[What the exercise asks]: Before answering, work out how many lines below contain the string "trunk"; the reply is that number alone.
::: Supplied information :::
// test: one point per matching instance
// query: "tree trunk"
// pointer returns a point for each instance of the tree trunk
:::
::: Supplied information :::
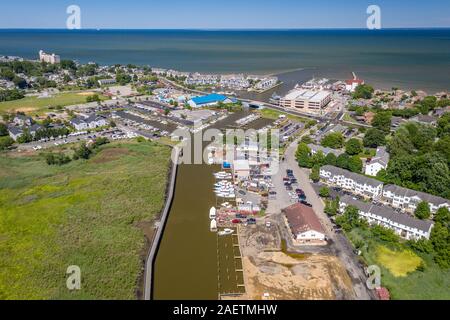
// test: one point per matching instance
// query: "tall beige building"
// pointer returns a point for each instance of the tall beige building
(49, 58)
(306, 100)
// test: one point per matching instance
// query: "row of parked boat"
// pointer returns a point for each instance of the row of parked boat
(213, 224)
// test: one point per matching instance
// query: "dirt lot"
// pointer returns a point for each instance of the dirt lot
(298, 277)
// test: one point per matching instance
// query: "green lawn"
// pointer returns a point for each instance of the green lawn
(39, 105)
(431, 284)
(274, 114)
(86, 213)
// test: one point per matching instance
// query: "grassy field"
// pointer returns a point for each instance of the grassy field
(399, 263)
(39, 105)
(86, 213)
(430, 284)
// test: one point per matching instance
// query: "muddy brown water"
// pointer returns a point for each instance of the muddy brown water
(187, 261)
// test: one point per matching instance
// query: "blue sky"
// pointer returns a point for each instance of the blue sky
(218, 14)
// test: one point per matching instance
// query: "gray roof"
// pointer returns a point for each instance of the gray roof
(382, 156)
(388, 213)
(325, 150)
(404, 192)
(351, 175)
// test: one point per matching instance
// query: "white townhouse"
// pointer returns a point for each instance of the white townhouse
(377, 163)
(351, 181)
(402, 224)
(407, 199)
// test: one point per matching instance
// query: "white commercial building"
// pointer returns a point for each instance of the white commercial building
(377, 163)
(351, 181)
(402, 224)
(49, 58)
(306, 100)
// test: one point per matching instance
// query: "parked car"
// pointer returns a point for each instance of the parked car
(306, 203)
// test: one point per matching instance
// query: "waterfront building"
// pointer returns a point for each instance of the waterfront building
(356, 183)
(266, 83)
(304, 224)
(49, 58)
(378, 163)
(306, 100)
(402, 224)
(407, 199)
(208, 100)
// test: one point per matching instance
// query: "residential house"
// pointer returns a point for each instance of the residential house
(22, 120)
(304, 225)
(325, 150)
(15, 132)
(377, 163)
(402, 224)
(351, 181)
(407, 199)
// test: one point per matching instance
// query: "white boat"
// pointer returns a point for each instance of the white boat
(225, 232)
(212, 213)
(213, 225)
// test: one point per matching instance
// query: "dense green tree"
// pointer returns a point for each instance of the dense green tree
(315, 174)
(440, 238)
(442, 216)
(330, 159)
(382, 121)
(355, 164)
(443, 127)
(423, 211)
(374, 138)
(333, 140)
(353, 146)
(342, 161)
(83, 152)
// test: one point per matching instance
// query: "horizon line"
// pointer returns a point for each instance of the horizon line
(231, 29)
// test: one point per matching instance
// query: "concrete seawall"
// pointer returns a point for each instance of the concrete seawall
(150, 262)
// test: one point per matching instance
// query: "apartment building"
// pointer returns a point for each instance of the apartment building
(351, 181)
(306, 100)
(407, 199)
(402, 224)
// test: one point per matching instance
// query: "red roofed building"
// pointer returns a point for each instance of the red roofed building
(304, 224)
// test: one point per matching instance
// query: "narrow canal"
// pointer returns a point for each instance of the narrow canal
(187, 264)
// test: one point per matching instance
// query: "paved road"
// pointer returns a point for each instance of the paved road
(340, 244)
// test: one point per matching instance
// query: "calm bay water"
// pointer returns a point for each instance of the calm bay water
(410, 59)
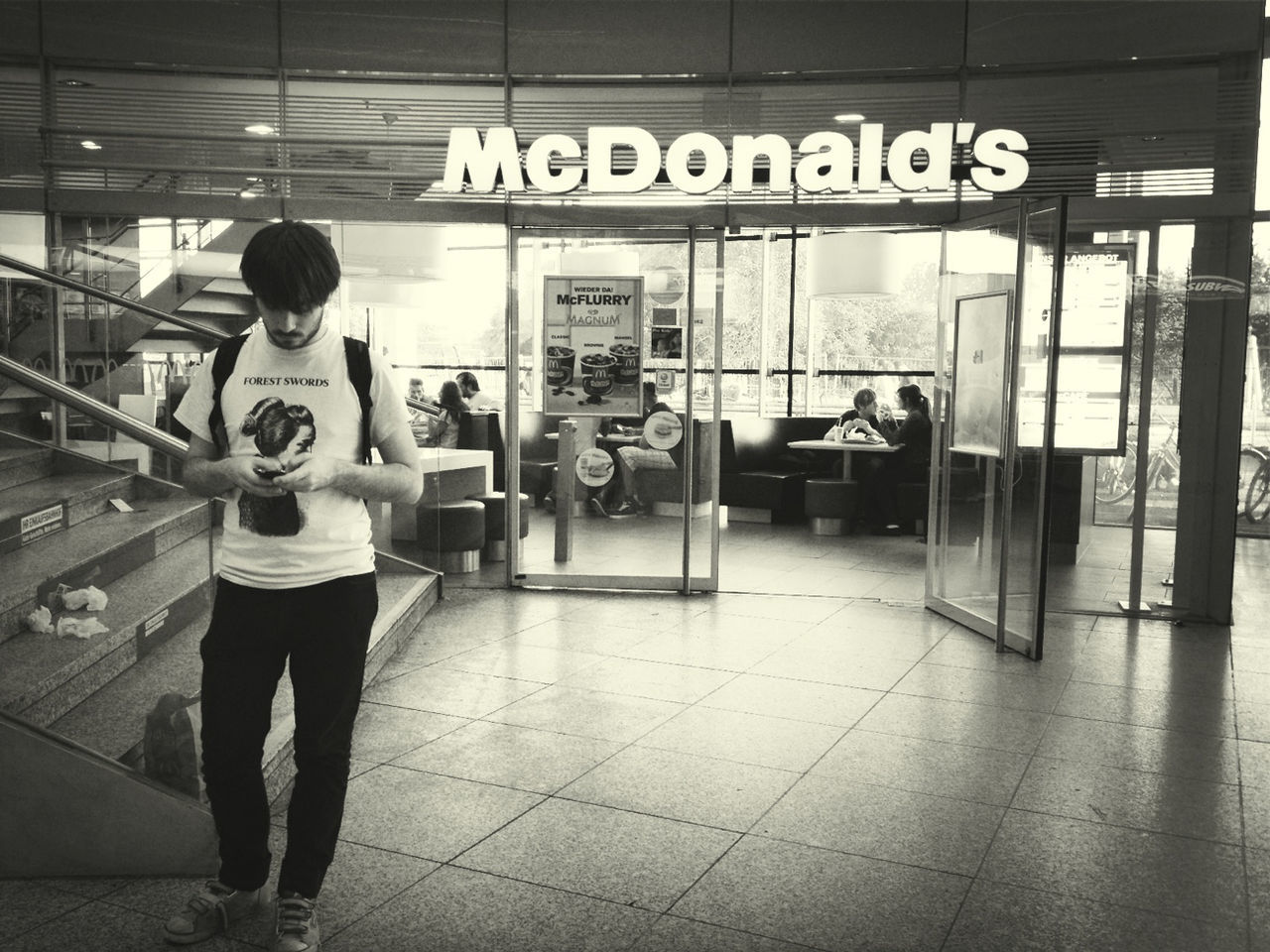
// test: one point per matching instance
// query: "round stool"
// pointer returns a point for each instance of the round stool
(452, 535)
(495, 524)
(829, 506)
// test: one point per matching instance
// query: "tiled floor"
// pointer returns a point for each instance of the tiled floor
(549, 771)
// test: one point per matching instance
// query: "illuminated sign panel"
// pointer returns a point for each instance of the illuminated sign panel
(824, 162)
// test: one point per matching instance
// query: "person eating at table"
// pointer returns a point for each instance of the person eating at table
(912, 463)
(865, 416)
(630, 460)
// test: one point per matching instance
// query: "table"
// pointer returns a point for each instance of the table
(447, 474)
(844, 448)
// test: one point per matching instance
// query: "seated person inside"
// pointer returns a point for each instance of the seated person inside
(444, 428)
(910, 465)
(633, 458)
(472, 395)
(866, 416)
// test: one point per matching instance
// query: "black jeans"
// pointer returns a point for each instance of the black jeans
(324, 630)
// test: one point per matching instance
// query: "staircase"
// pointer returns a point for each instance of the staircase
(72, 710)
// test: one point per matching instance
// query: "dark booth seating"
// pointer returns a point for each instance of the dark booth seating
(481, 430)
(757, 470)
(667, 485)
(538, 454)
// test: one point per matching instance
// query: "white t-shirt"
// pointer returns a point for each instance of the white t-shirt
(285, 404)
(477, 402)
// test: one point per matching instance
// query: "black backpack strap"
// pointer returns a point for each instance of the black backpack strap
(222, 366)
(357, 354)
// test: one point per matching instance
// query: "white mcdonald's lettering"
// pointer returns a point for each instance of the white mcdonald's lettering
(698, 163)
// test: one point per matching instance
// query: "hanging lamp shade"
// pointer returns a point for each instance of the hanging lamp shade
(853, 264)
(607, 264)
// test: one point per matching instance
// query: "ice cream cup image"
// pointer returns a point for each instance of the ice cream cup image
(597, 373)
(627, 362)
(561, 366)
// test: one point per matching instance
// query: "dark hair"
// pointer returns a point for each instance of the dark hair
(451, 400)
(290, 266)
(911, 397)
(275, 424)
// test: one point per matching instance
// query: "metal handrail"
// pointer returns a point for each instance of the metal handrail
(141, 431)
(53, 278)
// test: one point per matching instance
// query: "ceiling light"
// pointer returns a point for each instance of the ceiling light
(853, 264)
:::
[Result of this exercise]: 2